Exercise objective:
Produce an exact transcript of all the records.

Excerpted records:
+ + + +

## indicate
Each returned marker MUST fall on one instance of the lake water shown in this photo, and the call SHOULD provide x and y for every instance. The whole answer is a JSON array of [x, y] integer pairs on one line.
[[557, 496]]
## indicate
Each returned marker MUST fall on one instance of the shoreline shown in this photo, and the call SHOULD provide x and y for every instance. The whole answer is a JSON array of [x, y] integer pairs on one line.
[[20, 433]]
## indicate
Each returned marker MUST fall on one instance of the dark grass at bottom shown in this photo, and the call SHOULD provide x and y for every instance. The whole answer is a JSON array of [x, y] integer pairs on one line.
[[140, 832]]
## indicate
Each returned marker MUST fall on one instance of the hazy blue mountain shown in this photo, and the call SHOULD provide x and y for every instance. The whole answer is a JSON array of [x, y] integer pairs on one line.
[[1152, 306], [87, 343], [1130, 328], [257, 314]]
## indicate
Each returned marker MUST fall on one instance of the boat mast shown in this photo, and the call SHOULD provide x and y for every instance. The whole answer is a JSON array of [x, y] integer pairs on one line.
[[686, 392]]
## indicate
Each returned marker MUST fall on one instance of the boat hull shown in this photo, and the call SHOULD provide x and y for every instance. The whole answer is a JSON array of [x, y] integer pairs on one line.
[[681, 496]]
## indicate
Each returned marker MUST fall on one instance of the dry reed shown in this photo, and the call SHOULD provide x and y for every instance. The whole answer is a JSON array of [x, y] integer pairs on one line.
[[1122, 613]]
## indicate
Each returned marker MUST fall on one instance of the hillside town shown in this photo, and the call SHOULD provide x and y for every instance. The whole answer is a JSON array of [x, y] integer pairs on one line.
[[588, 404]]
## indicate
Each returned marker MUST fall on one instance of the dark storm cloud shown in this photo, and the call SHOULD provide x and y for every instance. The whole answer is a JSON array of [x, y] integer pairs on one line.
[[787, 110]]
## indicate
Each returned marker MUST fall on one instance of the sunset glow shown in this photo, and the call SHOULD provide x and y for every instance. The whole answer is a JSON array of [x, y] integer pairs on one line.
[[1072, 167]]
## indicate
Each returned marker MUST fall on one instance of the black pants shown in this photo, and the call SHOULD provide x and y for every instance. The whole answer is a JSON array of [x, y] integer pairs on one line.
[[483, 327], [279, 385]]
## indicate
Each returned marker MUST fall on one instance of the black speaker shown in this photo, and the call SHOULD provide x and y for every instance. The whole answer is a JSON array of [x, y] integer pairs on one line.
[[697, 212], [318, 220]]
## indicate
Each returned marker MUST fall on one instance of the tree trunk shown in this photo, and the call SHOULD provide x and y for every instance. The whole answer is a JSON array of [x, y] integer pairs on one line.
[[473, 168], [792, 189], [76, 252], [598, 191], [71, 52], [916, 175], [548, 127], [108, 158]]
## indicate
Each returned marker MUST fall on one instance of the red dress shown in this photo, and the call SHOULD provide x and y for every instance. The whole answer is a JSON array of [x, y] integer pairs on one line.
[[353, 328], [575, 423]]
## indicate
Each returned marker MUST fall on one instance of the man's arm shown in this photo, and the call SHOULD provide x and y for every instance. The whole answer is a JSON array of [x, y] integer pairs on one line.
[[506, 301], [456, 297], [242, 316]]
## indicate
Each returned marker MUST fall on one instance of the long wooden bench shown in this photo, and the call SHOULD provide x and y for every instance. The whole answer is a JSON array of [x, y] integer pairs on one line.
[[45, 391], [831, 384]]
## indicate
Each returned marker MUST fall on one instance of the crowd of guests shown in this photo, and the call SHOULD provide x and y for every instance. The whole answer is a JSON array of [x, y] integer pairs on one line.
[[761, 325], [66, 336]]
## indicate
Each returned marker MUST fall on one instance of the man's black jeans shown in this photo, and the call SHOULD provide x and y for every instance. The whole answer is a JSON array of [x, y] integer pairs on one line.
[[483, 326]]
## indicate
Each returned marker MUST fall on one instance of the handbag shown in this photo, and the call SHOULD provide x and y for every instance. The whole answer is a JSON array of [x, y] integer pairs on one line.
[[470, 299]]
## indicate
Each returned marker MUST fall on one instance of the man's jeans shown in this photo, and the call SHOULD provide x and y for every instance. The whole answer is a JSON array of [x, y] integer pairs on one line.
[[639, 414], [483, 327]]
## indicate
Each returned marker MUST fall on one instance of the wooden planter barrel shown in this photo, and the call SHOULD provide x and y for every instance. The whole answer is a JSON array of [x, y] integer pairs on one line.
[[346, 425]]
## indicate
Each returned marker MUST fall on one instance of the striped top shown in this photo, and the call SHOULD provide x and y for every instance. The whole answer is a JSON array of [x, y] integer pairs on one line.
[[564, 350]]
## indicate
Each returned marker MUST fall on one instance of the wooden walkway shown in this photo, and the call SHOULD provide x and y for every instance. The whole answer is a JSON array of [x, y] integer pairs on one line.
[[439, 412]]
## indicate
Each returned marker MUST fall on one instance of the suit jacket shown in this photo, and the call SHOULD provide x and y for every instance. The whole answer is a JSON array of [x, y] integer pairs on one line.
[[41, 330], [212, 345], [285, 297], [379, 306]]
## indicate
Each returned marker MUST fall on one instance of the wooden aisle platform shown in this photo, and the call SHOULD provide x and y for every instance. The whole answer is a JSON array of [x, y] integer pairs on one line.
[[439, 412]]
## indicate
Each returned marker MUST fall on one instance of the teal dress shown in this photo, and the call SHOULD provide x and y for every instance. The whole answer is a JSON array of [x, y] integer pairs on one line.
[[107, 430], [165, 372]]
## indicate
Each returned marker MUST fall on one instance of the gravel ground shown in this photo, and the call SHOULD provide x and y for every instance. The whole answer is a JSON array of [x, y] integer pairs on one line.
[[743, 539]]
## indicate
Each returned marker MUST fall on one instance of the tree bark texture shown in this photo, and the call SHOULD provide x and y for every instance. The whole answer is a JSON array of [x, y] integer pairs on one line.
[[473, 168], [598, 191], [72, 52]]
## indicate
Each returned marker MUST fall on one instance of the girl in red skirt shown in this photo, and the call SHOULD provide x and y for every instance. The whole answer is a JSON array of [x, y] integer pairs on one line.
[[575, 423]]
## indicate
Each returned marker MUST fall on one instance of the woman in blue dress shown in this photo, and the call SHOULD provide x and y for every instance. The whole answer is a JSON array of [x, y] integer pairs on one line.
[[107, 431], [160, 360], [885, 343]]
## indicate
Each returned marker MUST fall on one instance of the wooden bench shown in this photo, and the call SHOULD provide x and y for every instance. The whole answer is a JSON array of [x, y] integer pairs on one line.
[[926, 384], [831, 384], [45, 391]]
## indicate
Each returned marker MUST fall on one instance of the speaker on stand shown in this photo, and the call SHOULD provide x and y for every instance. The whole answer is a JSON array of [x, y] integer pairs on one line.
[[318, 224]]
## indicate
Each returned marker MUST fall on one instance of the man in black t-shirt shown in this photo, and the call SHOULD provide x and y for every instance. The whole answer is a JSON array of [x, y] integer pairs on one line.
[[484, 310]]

+ + + +

Problem solution:
## indicate
Each returned marker MUST fall on one instance of the lake water shown in this photo, and the call SHOULD provide x and y for every instance. The whole answer is a JSON array of [x, y] integer pairs on one line.
[[557, 496]]
## indicate
Each returned marker MUST fall on one instance of the shoreline shown in this photo, and the call SHOULD provide x and y for every instance. The whole answer is a JSON array of [x, y] integer pairs on one line.
[[20, 433]]
## indicate
Each returned marker MUST fall on one instance of the dark grass at bottom shown in this photo, and the call SHOULD provide x and y for every instance. The whole answer is a JSON array of [x, y] integer pairs on one line.
[[140, 832]]
## indicate
Each returned marker MUST fall on one instance of the hazy blue mountain shown in this photo, and the call SHOULD provide x and y for every instance. The whole answer is a JSON array of [x, y] integer pairs on one line.
[[1152, 306], [87, 343], [1130, 328], [257, 314]]
## indicate
Each returned marker MUST fall on one instance of the boat mast shown in this photo, and the call SHOULD provide x and y for every instance. The whole answer is a JSON array of [x, y] integer pairs on one line.
[[686, 392]]
## indicate
Each returned marker MUST fall on one instance of the boat hull shown in this photo, and the call SHOULD provide x and y for every instance. The whole answer is a JSON array of [x, y] integer pairs on one line.
[[681, 496]]
## indicate
Each returned marker MUST fall on one instance of the dry reed shown in this photo, and the call SHOULD provide x and y for every instance. The whole answer is a JSON array of [x, y] integer pairs on one line.
[[1122, 613]]
## indicate
Each returned marker MUST fall on one instance of the hillside town shown in this photo, and the call SHOULD provide x and y for every instance. The whole answer is a JSON array of [x, y] integer pairs on one line.
[[588, 404]]
## indicate
Each returned marker MUST fall on one instance of the dark storm cloud shown in this photo, and the call SHOULD provide x and y for every instance. The whole answer is a JSON array of [x, y] integer pairs on one line.
[[787, 110]]
## indicate
Each returned marker MUST fall on one instance of the sunset glow shown in this photo, and the call SHOULD provide x and y for every instance. The whole answer is a JSON array of [x, y] integer pairs on one line.
[[1072, 167]]
## indicate
Each returned marker MUST fall on one instance of the black pants shown in this photo, and the call SHOULD provide x and y for every instance. The whole answer is a JSON array of [x, y] integer pairs on one line.
[[483, 327], [279, 385]]
## indicate
Each returned marker MUST fall on one instance of the black speaker shown in this photo, and the call SHOULD provide x and y for every instance. The whole answer is a JSON array of [x, y] integer pairs on one line.
[[697, 212], [318, 220]]
## indicate
Each returned marker MUST fall on one instance of the tree trunk shown in this photo, and the call SHOULD provide x and y for every instance. The whole answer is a JSON array of [x, y] integer pairs on one line.
[[473, 168], [792, 189], [76, 252], [598, 191], [71, 52], [916, 175], [548, 127], [108, 158]]
## indicate
Each returned marker MUST fall on one instance of the red dress shown in this photo, and the call SHOULD provide x and y for every instance. The whole answer is a JSON array of [x, y] integer pairs on one line.
[[353, 328], [575, 423]]
## indicate
Each returned marker MUST fall on one instance of the man's arm shown in this photo, and the call SHOULD provide x and y for every instance. The whole answer is a JSON array of [x, y] integer pairs on one line.
[[506, 301], [456, 297], [242, 316]]
## indicate
Each returned marker MUST fall on one instance of the long wooden bench shown in this photo, and the call SHOULD provide x and y for every instance. The whole answer is a JSON array of [x, y] integer pairs on one line.
[[45, 391], [831, 384]]
## indicate
Each returned marker MUST fall on one instance of the crowd of guests shown in this photo, and the call SHOULD provide x and y for every instance. The whole answer is a JSON array of [x, y] integer pairs on one line.
[[761, 325], [66, 336]]
## indicate
Each returned marker MUST fall on one instance of the man's black jeans shown in this photo, and the call SHOULD provide x and y for every instance. The whole answer is a JSON array of [x, y] integer pairs on one line.
[[483, 326]]
## indicate
Each returned marker MUST fall on one instance of the handbag shown in this photo, and the call SHOULD provide x and y for every instance. The whole answer is a JSON array of [x, y] integer pairs on one line.
[[470, 299]]
## indicate
Each returned marker MUST fall on one instance of the man's jeans shown in this photo, and the call SHOULD provide x and y for every instance. The whole answer is a JSON array of [x, y] integer pairs on one line.
[[639, 414], [483, 327]]
## indicate
Each returned marker MUST fall on one instance of the wooden planter barrel shown in this photo, and the call SHOULD provide x and y for every instance. The whole answer is a JSON array of [x, y] integer pairs on one line.
[[346, 425]]
## indicate
Each returned marker MUST fall on one instance of the striped top shown in this photo, and the call SHOULD provide x and y for every instance. The whole answer is a JSON array of [x, y] integer pairs on one line.
[[564, 350]]
## indicate
Each returned marker MUST fall on one instance of the wooden walkway shown in this photo, and the call SHOULD provide x and y for every instance. The whole answer is a JSON array of [x, y] integer pairs on one line.
[[439, 412]]
## indicate
Each returned marker MUST fall on one instance of the suit jacket shown in this photo, and the call SHOULD provide x and y for every instance. The whole answer is a JSON array of [x, y] integer pairs on one line.
[[41, 330], [212, 345], [285, 297], [379, 306]]
## indicate
Each returned marker MUST fall on one instance of the wooden aisle platform shown in this photo, and the call SHOULD provide x and y for every instance. The whole answer is a JSON array of [x, y] integer pairs on one line.
[[439, 412]]
## indicate
Each returned marker MUST fall on one instance of the teal dress shown in this photo, and the call SHOULD provide x and y for every instance. The whole answer is a JSON array of [x, y] integer pairs on one line.
[[107, 430], [165, 372]]
## indicate
Each returned marker MUST fall on one instance of the gravel ground shown in this photo, and the call SHOULD provide x and y for every instance. The whole answer is a JSON array of [x, y] integer pairs on one line.
[[743, 539]]
## indicate
Each returned marker MUST fall on one instance of the tree bark texture shown in this photo, and the call SHOULD provide x and y for every instance. The whole answer is a JSON array of [x, y] integer pairs on one line.
[[473, 168], [598, 191], [72, 52]]
## indicate
Each returned marker MUST fall on one instance of the girl in red skirt shown in this photo, and the call SHOULD provide x and y for every instance. The whole answer is a JSON array of [x, y] integer pairs on one line.
[[575, 423]]
## indicate
Each returned marker MUST fall on one instance of the woman in blue dress shown in this photo, and the call SHOULD provide x and y for every instance. The whole answer is a JSON array of [x, y] integer pairs on one line.
[[107, 431], [160, 360], [885, 343]]
## indicate
Each returned marker MUST fall on one instance of the wooden bench shown in this photo, and the call SHOULD provide x and y for every instance. The whole answer is a JSON array of [x, y] integer pairs on one line.
[[926, 384], [831, 384], [45, 391]]
## indicate
Each returned marker MUST fall on one instance of the speaker on stand shown in this photo, and the call SHOULD provide x and y for every instance. The whole answer is a JSON array of [x, y] integer pairs on one line.
[[318, 224]]
## indicate
Each returned marker MUST fall on one instance of the man in black t-shirt shown in this photo, and the call SHOULD provide x and y for every instance. The whole answer is a JSON array of [x, y] integer pairs on one line.
[[484, 310]]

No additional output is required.